Exercise details: Rewrite the data from the line with "Query: shoreline" up to and including the line with "M51 45L46 41L38", changing "sample" to "specimen" and keeping everything else the same. Leave the pictures out of your answer.

===== Supplied entries

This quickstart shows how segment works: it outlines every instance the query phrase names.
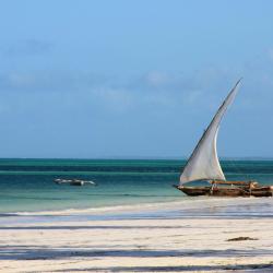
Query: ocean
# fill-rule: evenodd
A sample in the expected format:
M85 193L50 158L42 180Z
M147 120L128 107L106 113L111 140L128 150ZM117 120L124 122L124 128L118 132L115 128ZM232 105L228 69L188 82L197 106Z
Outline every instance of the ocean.
M0 214L61 211L187 200L173 185L178 159L0 159ZM227 179L273 185L273 161L222 161ZM93 180L94 186L54 179Z

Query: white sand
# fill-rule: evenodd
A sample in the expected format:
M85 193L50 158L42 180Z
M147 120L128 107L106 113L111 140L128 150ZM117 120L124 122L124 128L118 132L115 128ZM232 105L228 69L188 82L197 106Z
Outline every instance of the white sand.
M273 271L271 216L57 219L1 225L0 236L5 273ZM239 236L256 240L227 241Z

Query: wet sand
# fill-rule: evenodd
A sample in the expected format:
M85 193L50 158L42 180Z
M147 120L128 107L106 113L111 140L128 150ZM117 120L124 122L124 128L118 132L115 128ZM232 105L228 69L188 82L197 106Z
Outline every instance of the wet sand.
M197 200L149 212L3 217L0 271L272 272L272 202ZM249 240L230 240L238 237Z

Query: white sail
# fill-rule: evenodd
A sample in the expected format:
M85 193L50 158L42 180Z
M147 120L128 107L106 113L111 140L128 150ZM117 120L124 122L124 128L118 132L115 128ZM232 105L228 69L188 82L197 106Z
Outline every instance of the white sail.
M202 138L200 139L198 145L185 166L185 169L180 176L180 185L195 180L226 180L217 156L217 133L221 120L237 94L239 82L240 80L230 91L214 116L212 122L204 131Z

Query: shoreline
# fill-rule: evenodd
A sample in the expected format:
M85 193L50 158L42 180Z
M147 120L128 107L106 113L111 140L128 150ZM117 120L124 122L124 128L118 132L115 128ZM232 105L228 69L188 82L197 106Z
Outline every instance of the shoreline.
M272 202L207 198L0 217L0 272L270 272Z

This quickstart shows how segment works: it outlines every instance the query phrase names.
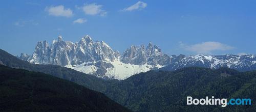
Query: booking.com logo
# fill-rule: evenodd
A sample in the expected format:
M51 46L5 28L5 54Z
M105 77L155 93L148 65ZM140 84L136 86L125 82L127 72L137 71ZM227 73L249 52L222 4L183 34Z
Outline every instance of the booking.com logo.
M212 96L211 98L209 98L208 96L205 99L202 98L198 99L193 99L191 96L187 96L187 105L219 105L222 107L226 107L230 105L251 105L251 100L250 98L231 98L228 100L227 99L215 98Z

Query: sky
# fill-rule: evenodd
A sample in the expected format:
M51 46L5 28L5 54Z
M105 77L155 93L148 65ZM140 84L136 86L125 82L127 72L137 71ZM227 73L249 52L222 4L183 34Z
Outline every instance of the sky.
M256 1L1 1L0 48L13 55L87 35L121 53L151 42L169 55L255 54Z

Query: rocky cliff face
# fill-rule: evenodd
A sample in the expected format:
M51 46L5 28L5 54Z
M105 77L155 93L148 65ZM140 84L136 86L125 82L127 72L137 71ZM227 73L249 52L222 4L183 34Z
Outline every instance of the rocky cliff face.
M121 62L134 65L147 64L164 66L170 64L171 60L170 57L162 53L157 46L153 45L151 43L146 48L143 45L140 47L132 45L121 57Z
M104 42L94 42L89 36L82 37L75 43L64 41L59 36L57 40L53 40L50 46L46 41L37 42L35 51L28 61L33 64L65 66L100 60L113 61L119 55L118 52Z
M51 45L46 41L38 42L31 56L22 53L19 58L33 64L60 65L106 79L124 79L160 68L168 71L190 66L211 69L227 67L240 71L256 69L254 54L170 57L150 43L146 47L132 45L120 55L103 41L94 42L88 35L76 43L65 41L61 36Z

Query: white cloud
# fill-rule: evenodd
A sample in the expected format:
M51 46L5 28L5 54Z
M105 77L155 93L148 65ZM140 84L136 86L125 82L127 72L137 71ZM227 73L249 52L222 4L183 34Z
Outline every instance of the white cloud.
M82 8L84 14L91 15L99 15L101 16L104 16L106 15L108 12L102 9L102 5L97 5L95 3L91 4L85 4Z
M77 19L73 21L73 24L75 24L75 23L81 24L81 23L83 23L86 22L87 22L87 20L83 19L83 18L79 18L79 19Z
M18 26L24 26L27 25L37 25L39 23L33 20L18 20L14 22L14 25Z
M65 9L62 5L46 7L45 10L49 12L49 15L67 17L73 16L73 11L70 9Z
M248 53L246 53L245 52L240 52L239 53L238 53L238 55L240 55L240 56L243 55L246 55L246 54L248 54Z
M180 46L185 50L200 54L210 54L213 51L225 51L234 48L233 47L218 42L204 42L194 45L186 45L181 42L179 43Z
M62 30L63 30L63 29L61 29L61 28L58 28L58 29L57 29L57 31L62 31Z
M25 24L25 21L16 21L14 23L14 25L16 26L24 26Z
M147 6L147 4L139 1L136 4L133 5L132 6L123 9L122 11L132 11L135 10L141 10L145 8Z

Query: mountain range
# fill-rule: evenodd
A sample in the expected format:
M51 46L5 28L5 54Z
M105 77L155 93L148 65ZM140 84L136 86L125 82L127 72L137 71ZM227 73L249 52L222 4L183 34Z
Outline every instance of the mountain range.
M241 71L256 69L256 55L168 55L152 43L145 47L132 45L121 54L103 41L94 42L87 35L76 43L61 36L51 44L38 42L32 55L21 53L20 59L35 64L51 64L71 68L105 79L125 79L150 70L173 71L185 67L218 69L226 67Z
M0 49L0 64L12 68L41 72L74 82L102 93L112 100L134 111L256 110L256 103L253 102L253 99L256 98L255 71L241 72L223 67L211 69L190 67L172 71L147 71L134 75L122 80L105 80L60 66L31 64L23 61L2 49ZM20 73L16 73L22 74L27 72L19 71ZM24 80L26 78L18 79ZM14 82L13 79L11 80L8 82L10 82L9 83L10 84L14 83L10 85L12 88L15 87L15 85L15 85L17 83L12 82ZM28 83L30 81L22 82ZM40 84L37 82L31 81L30 83ZM53 85L53 82L51 82L46 86L48 88L45 88L45 92L47 92L46 90L49 89L51 85ZM44 83L47 83L47 82ZM0 86L3 84L1 83ZM60 87L63 87L61 86L62 85L66 84L54 86L59 87L55 89L60 89ZM26 88L25 86L24 87ZM15 89L18 88L19 88ZM42 92L41 94L47 93ZM216 98L250 98L252 102L251 105L229 105L226 107L220 105L186 105L186 96L201 98L212 96ZM0 95L0 98L4 98L1 96Z
M76 43L65 41L61 36L51 45L46 41L38 42L31 55L22 53L19 58L32 64L60 65L98 77L118 79L157 69L175 59L151 43L146 47L132 45L120 54L103 41L94 42L88 35Z

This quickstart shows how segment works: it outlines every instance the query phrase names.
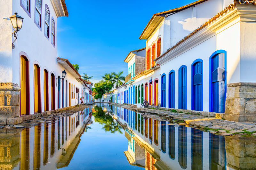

==========

Output for this task:
Query: shoreline
# fill-rule: evenodd
A specimen in the expected format:
M85 193L50 158L42 180Z
M147 120L128 107L106 113L111 140L128 150ZM117 120L124 122L124 128L118 132L115 128ZM232 105L228 69L188 82L197 106Z
Outline every instance of the shoreline.
M272 202L207 198L0 217L0 272L270 272Z

This quickstart shows how segment works: it outlines every instance the query phrase names.
Query: booking.com logo
# fill-rule: evenodd
A specimen in the expected format:
M51 46L5 28L5 54Z
M105 77L155 93L148 65ZM140 84L136 86L125 82L127 72L137 71ZM227 73L249 52L222 4L183 34Z
Outline every instance of the booking.com logo.
M212 96L211 98L209 98L208 96L205 99L202 98L198 99L193 99L191 96L187 96L187 105L219 105L222 107L226 107L230 105L251 105L251 100L250 98L231 98L228 100L227 99L215 98Z

Query: sky
# fill-rule: evenodd
A specimen in the expected format:
M51 46L5 28L5 54Z
M105 77L155 93L148 65ZM140 84L136 86L125 82L127 72L137 71ZM227 73L249 52L222 4L183 34Z
Outline every instance of the sky.
M256 1L1 1L0 48L13 55L87 35L121 53L151 42L169 55L255 54Z

Query: rocky cliff face
# fill-rule: evenodd
A specimen in the expected format:
M51 46L5 28L5 54Z
M105 77L155 93L148 65ZM140 84L136 86L125 82L127 72L137 71ZM227 73L249 52L222 4L183 34Z
Outline every instance of the rocky cliff face.
M121 62L134 65L147 64L164 66L170 64L171 60L170 57L162 53L157 46L153 45L151 43L146 48L143 45L140 47L132 45L121 57Z
M104 42L94 42L89 36L82 37L75 43L64 41L59 36L57 40L53 40L50 46L46 41L37 42L35 51L28 61L33 64L65 66L100 60L113 61L119 55L118 52Z
M51 45L46 41L38 42L31 56L22 53L19 58L33 64L60 65L106 79L124 79L160 68L168 71L190 66L211 69L227 67L240 71L256 69L254 54L170 57L150 43L146 47L132 45L120 55L103 41L94 42L88 35L76 43L65 41L61 36Z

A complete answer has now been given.